**EXERCISE DIRECTIONS**
Every entry below, first to last, should be restated word for word.

────

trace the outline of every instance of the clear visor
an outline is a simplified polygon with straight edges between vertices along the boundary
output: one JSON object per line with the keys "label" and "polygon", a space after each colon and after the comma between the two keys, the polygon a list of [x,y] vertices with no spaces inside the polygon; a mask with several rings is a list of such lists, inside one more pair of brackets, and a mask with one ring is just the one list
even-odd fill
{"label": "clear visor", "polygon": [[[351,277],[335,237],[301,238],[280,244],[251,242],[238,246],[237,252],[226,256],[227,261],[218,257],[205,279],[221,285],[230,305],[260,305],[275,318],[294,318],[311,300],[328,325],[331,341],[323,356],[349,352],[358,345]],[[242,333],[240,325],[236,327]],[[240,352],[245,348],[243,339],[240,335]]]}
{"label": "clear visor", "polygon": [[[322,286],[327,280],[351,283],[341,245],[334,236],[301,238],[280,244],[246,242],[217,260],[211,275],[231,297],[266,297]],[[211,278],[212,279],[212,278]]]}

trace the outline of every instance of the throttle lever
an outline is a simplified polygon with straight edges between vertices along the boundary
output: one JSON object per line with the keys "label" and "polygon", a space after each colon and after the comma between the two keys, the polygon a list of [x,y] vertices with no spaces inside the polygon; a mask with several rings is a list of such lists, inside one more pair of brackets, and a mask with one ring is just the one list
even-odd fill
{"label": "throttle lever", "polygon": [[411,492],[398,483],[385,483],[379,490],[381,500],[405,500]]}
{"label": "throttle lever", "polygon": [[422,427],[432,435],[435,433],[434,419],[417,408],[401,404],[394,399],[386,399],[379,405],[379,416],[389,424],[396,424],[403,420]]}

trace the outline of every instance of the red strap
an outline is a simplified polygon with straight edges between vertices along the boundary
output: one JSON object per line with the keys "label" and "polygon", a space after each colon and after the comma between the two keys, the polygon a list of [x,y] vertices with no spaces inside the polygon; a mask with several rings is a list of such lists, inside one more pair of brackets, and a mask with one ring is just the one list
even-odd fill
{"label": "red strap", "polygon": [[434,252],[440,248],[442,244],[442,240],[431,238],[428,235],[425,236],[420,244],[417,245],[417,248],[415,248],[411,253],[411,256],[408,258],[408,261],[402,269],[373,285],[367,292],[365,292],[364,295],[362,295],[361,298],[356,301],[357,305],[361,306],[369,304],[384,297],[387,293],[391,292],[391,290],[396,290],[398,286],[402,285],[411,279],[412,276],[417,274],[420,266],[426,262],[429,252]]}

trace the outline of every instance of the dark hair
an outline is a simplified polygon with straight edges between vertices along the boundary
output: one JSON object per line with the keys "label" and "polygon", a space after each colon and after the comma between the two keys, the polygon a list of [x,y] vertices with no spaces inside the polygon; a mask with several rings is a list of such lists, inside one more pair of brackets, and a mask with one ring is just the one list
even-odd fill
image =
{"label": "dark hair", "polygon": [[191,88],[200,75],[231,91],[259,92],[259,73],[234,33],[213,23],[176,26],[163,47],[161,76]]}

────

**WRITTEN SOLUTION**
trace the outline of every instance of the clear visor
an outline is a simplified polygon with straight edges between vertices along the boundary
output: one JSON object per line with the keys "label" and "polygon", a space after each colon and after the comma between the two keys, the polygon a list of [x,y] vertices with no spaces inside the polygon; a mask with several rings is a list of such lists, inside one more pair of brackets, and a mask with one ring is just the one list
even-odd fill
{"label": "clear visor", "polygon": [[[351,277],[335,237],[301,238],[280,244],[251,242],[238,246],[237,252],[226,256],[227,261],[218,257],[205,279],[221,285],[230,305],[260,305],[275,318],[294,318],[311,300],[328,325],[331,341],[323,356],[349,352],[358,345]],[[242,333],[240,325],[236,327]],[[240,352],[245,348],[243,339],[240,335]]]}
{"label": "clear visor", "polygon": [[[322,286],[327,280],[351,283],[341,245],[334,236],[301,238],[280,244],[246,242],[217,260],[211,275],[231,297],[266,297]],[[211,278],[212,279],[212,278]]]}

trace the outline of every instance of the throttle lever
an outline is a simplified polygon with straight edges between vertices along the boundary
output: one JSON object per line with the keys "label" and "polygon", a space after each colon and after the comma between the two keys, the polygon a list of [x,y] vertices with no spaces inside the polygon; a mask with several rings is a list of such lists, inside one more pair of brackets, and a mask with one ring is just the one list
even-odd fill
{"label": "throttle lever", "polygon": [[411,492],[398,483],[385,483],[379,490],[381,500],[405,500]]}
{"label": "throttle lever", "polygon": [[422,427],[432,435],[435,433],[434,419],[417,408],[401,404],[394,399],[386,399],[379,405],[379,416],[389,424],[396,424],[403,420]]}

trace the outline of every instance of the red strap
an outline is a simplified polygon with straight edges between vertices along the boundary
output: one JSON object per line with the keys "label" and "polygon", a space after each colon and after the comma between the two keys, the polygon a list of [x,y] vertices with no spaces inside the polygon; a mask with several rings is a list of such lists, inside one more pair of brackets, and a mask with one ring is just the one list
even-odd fill
{"label": "red strap", "polygon": [[434,252],[440,248],[442,244],[442,240],[431,238],[428,235],[425,236],[420,244],[417,245],[417,248],[415,248],[411,253],[411,256],[408,258],[408,261],[402,269],[373,285],[367,292],[365,292],[364,295],[362,295],[361,298],[356,301],[357,305],[361,306],[369,304],[384,297],[387,293],[391,292],[391,290],[396,290],[398,286],[402,285],[411,279],[412,276],[417,274],[420,266],[426,262],[429,252]]}

trace the outline of every instance of the dark hair
an outline is a simplified polygon with straight edges between vertices along the boundary
output: one JSON object per line with the keys "label" and "polygon", a space after each colon and after the comma between the two keys, the polygon a list of [x,y] vertices with no spaces inside the polygon; a mask with several rings is a list of such lists, inside one more pair of brackets, and a mask with one ring is just the one list
even-odd fill
image =
{"label": "dark hair", "polygon": [[191,88],[200,75],[231,91],[259,92],[259,73],[234,33],[213,23],[176,26],[163,47],[161,76]]}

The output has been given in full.